◆ CONSIGNE
Rédigez la suite du texte sur le traditionalisme et la modernité, en reprenant juste après sa dernière phrase.

◆ TEXTE FOURNI
^^^^^^^^
Conception précise de l’obéissance : l’homme doit recevoir la vérité d’en haut, comme un héritage collectif. Cet héritage ne peut venir que de la société, car la fondation de celle-ci coïncide avec une Révélation qui apporte toutes les vérités nécessaires. L’individu est subordonné au corps social : on prône souvent l’idéal d’une société rurale, chrétienne.
Comme caractéristique de l’extrême droite, le traditionnalisme a des éléments nouveaux : on prend le parti de la fidélité à une dynastie et à un type de société que fut le légitimisme. Nombreux sont les partisans du catholicisme social (de Moulin, La Tour du Pin, de Men).
Le traditionalisme est un élément d’une vaste synthèse positiviste chez Comte.
Au regard du développement économique et social, quatre aspects du traditionalisme :
Le traditionalisme fondamental : il tente d’assurer la sauvegarde des valeurs, les agencements sociaux et culturels les plus fortement cautionnés par le passé ;
Le traditionalisme formel : il prône le maintien d’institutions, de cadres sociaux, ou culturels, dont le contenu s’est modifié. De l’héritage du passé, seuls certains moyens sont conservés. Les buts ont changé.
Le traditionalisme de résistance : pendant la domination coloniale, c’était un écran protecteur permettant de dissimuler les réactions de refus. Les traditions abritent les manifestations d’opposition et les initiatives visant à rompre les liens de dépendance.
Le pseudo-traditionalisme : la tradition devient l’instrument de stratégies de sens contraire : elle permet de donner une signification immédiate aux réalités nouvelles ou d’exprimer une revendication en marquant une dissidence face aux responsables modernistes.
Il est enfin intéressant de noter que le traditionalisme a été condamné par l’Eglise romaine en 1855.
II. La modernité
Genèse
C’est un mode de civilisation caractéristique, inextricablement mythe et réalité, qui se spécifie dans tous les domaines. Mouvante dans ses formes et ses contenus, elle n’est stable que comme système de valeurs, comme mythe (la Modernité). En cela elle ressemble à la tradition. En quelque sorte, c’est une morale canonique du changement, qui s’oppose à la morale canonique de la tradition. ("tradition du nouveau" selon Harold Rosenberg). La modernité naît avec la Renaissance (1492, Galilée, la Réforme et ses 95 thèses contre les Indulgences).
^^^^^^^^
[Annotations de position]
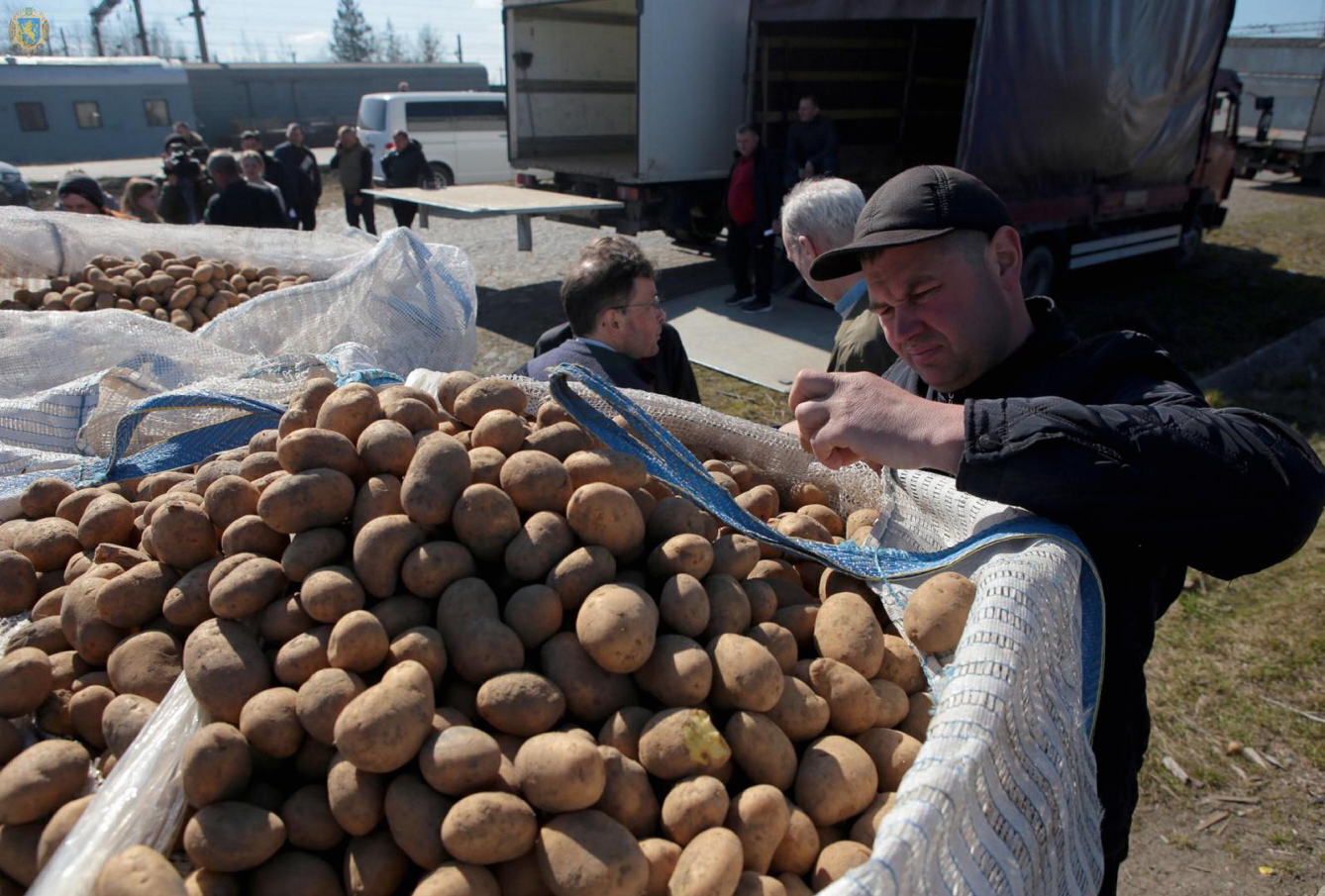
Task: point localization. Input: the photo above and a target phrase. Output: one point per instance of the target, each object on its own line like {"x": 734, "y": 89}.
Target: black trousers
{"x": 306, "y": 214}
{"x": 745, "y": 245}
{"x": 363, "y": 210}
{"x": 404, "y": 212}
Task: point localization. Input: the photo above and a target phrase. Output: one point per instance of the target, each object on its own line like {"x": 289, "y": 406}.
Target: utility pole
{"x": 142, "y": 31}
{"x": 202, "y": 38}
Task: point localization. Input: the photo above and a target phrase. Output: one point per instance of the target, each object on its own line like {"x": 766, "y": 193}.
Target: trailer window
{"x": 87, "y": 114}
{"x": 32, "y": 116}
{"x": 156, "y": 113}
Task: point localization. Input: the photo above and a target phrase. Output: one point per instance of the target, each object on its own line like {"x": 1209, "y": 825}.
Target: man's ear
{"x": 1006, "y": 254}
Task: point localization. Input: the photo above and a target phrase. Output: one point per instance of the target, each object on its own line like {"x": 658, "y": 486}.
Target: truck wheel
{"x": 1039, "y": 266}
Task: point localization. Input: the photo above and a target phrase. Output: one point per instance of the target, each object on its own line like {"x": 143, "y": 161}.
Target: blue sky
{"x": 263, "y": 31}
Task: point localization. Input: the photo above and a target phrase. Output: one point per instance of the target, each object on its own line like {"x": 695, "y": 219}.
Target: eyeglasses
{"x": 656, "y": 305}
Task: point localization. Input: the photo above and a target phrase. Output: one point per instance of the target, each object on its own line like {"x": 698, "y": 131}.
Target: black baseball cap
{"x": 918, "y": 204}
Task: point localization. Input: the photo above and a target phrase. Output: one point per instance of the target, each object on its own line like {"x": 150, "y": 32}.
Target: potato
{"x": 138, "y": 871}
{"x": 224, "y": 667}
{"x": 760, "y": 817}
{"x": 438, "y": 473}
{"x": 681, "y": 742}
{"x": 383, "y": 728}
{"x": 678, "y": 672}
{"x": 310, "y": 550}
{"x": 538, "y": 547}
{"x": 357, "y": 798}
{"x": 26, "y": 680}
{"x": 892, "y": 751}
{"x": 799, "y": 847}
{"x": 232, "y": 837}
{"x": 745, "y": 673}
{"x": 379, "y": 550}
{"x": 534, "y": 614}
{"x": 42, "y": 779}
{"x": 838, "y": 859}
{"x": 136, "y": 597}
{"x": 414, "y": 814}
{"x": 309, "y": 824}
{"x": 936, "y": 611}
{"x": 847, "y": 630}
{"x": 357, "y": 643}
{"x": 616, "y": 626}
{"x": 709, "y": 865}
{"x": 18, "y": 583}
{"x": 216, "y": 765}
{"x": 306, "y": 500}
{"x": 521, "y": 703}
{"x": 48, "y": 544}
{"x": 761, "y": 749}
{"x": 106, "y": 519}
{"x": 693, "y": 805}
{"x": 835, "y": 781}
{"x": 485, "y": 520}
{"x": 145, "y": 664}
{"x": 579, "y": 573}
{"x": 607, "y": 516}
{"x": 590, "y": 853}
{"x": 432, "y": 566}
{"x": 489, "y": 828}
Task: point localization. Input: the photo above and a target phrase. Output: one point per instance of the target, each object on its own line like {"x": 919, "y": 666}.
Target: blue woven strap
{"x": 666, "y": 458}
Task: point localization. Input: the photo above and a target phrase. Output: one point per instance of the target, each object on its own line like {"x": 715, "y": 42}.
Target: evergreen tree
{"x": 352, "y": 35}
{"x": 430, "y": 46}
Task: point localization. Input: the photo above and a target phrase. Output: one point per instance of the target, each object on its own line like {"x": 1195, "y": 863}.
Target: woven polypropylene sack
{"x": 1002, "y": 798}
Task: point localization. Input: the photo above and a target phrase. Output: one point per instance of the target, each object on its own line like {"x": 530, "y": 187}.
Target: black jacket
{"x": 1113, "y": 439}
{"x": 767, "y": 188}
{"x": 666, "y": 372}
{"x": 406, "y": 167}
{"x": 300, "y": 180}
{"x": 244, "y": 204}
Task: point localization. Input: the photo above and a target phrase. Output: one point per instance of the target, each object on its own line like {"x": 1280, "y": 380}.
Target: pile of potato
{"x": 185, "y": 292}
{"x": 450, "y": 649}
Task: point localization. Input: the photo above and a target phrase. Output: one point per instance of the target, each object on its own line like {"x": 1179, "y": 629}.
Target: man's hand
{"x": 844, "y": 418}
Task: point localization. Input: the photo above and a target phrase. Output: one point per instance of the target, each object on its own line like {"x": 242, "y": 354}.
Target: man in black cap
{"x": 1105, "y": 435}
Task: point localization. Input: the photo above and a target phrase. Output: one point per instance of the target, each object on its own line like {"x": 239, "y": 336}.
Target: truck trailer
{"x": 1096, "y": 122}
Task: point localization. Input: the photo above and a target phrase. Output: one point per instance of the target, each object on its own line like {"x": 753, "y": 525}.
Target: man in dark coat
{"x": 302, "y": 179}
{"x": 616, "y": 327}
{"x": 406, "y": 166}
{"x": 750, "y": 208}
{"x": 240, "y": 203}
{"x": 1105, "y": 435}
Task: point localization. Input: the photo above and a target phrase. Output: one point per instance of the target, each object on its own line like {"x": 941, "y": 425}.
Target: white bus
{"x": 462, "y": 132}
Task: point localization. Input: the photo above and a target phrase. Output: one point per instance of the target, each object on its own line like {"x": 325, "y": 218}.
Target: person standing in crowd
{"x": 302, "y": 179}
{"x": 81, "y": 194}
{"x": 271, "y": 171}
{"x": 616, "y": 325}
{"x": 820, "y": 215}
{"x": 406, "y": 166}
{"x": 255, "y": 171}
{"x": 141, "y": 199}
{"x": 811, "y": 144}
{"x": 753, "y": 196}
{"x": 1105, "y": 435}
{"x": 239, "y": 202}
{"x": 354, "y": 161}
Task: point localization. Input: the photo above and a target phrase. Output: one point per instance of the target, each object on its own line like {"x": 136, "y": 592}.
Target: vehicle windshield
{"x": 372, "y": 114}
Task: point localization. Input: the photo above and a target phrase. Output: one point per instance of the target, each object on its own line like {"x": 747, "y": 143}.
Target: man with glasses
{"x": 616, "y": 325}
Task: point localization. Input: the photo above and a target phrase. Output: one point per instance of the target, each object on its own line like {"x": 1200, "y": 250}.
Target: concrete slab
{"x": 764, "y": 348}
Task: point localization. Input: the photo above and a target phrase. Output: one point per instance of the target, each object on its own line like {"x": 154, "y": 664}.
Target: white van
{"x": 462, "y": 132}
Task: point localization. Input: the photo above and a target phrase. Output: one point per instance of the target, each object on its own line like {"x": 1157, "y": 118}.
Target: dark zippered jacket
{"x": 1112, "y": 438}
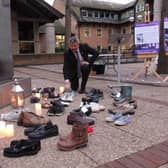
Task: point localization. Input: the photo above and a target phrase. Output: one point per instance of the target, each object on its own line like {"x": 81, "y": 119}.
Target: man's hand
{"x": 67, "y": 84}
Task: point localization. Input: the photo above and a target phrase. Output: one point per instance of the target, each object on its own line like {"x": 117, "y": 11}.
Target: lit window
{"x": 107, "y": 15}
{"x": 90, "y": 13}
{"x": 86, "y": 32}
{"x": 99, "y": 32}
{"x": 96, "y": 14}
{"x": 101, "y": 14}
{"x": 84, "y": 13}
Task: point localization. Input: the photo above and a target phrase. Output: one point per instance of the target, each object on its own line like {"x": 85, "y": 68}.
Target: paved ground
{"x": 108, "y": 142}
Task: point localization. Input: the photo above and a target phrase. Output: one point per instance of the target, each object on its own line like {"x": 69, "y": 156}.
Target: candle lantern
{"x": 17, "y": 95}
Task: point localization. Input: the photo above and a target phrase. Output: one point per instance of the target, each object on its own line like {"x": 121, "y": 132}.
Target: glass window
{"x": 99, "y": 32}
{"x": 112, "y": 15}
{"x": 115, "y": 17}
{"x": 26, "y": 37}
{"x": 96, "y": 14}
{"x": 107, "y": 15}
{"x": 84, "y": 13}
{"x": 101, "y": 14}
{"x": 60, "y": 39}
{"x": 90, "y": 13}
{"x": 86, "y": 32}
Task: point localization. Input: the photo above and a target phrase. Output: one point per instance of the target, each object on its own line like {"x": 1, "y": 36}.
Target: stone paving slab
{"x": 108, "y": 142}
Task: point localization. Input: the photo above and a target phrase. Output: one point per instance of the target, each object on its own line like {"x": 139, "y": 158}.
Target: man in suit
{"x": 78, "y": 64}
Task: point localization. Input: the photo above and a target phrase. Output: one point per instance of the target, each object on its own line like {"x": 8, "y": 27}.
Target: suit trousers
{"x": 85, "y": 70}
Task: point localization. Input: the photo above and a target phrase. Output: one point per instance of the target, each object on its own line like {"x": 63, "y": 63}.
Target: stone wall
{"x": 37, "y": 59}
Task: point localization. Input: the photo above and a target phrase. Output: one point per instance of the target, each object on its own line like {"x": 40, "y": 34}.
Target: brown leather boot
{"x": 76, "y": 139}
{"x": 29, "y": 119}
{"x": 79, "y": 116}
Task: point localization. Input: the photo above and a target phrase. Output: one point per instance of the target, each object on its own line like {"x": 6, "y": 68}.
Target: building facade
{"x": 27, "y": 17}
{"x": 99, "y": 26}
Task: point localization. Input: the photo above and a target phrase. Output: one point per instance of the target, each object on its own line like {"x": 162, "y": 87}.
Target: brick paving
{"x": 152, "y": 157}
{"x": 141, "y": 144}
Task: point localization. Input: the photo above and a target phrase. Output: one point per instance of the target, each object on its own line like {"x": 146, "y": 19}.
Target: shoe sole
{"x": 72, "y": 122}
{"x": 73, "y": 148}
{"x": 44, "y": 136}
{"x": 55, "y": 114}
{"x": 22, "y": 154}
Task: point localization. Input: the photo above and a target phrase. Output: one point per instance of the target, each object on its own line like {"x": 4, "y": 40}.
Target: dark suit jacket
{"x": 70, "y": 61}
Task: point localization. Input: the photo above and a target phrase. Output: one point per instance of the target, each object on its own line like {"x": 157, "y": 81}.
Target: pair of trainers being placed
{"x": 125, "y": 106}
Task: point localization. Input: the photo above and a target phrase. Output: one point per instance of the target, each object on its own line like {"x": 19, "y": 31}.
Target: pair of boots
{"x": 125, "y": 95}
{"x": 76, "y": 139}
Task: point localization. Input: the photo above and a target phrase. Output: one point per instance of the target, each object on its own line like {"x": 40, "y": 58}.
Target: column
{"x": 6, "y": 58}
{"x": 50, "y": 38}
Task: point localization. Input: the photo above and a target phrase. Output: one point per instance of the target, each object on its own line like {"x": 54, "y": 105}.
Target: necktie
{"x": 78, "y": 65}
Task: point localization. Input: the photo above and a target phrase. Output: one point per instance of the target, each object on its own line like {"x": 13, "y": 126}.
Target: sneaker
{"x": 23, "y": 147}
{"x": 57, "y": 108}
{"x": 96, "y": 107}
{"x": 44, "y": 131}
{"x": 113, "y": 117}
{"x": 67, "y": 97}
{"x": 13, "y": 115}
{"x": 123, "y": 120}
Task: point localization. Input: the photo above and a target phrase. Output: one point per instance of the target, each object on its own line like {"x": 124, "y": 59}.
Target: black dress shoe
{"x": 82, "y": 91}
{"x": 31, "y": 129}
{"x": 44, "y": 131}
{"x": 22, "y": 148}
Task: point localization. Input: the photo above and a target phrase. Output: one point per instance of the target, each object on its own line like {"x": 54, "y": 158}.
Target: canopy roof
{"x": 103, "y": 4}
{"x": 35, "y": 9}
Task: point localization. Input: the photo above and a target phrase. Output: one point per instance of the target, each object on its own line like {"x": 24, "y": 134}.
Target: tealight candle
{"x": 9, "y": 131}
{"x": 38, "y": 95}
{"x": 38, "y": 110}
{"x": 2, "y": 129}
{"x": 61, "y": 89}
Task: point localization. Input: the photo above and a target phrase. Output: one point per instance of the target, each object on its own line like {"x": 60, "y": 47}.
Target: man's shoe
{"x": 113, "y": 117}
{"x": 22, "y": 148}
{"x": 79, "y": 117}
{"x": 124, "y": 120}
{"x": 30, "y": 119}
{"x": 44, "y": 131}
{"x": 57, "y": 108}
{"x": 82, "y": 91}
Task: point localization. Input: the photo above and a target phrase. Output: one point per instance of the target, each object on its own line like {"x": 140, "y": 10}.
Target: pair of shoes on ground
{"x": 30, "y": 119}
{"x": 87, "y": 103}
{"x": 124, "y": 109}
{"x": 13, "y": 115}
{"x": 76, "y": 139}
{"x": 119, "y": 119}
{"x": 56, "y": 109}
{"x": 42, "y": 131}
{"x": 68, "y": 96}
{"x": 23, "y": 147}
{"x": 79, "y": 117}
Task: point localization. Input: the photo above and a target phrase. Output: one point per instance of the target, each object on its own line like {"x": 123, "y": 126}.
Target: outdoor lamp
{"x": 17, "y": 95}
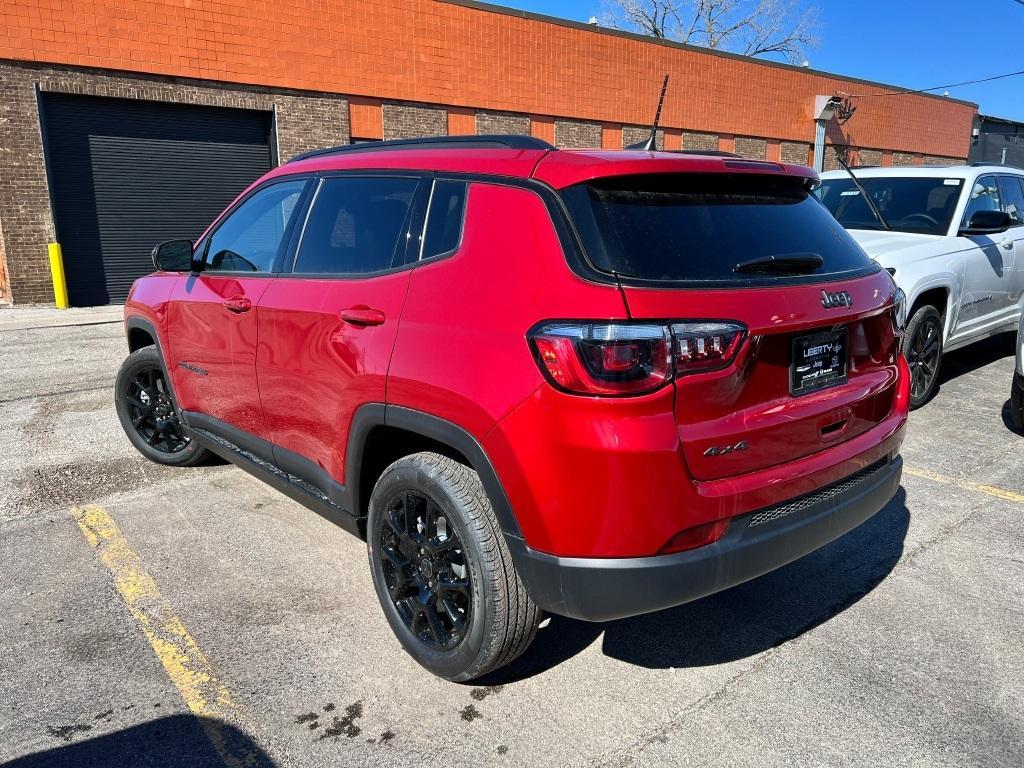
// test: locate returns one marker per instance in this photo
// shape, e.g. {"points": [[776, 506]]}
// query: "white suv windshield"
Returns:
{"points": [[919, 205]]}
^^^^^^^^
◆ RÉPONSE CI-DESSOUS
Le XVIIIe marque la mise en place des fondements philosophiques et politiques de la modernité. Pour Stendhal, le romantisme est un modernisme radical. La modernité n’est pas encore un mode de vie, mais est devenue une idée. Elle prend alors une tonalité bourgeoise libérale qui ne cessera de la marquer idéologiquement.
Au XXe siècle, la modernité (comme pratique sociale et comme mode de vie) est articulée sur le changement, l’innovation. Mais aussi sur l’inquiétude, la tension, l’instabilité, la représentation idéale ou mythologique.
Logique de la modernité
C’est un concept techno-scientifique : l’ère de la productivité provoque une modification des conditions de vie (de nos jours, passage de la civilisation du travail et du progrès à la civilisation de la consommation et des loisirs). Mais la mutation n’est pas radicale selon Jean Baudrillard : elle ne change pas la finalité productiviste, le découpage chronométrique du temps.
C’est aussi un concept politique : les Temps modernes étant le dualisme abstrait, la modernité devient une tendance abstraite de l’Etat, sous le signe de la constitution, de la propriété privée.
Un concept psychologique : apparition de l’individu avec sa conscience propre, ses conflits et son intérêt.
La modernité et le temps : la tradition semble axée sur le passé, la modernité sur l’avenir, selon une dialectique propre. Mais à l’intérieur de ce temps indéfini (la modernité se pensant historiquement et non plus mythiquement selon Hegel), la modernité se veut toujours contemporaine, immédiate, c’est-à-dire l’envers pur et simple de la durée historique.
Rethorique de la modernité
Innovation et avant-garde sont une exaltation de la subjectivité profonde, de l’éphémère, par l’éclatement des règles de l’irruption de la personnalité. C’est une destruction toujours plus poussée des formes traditionnelles.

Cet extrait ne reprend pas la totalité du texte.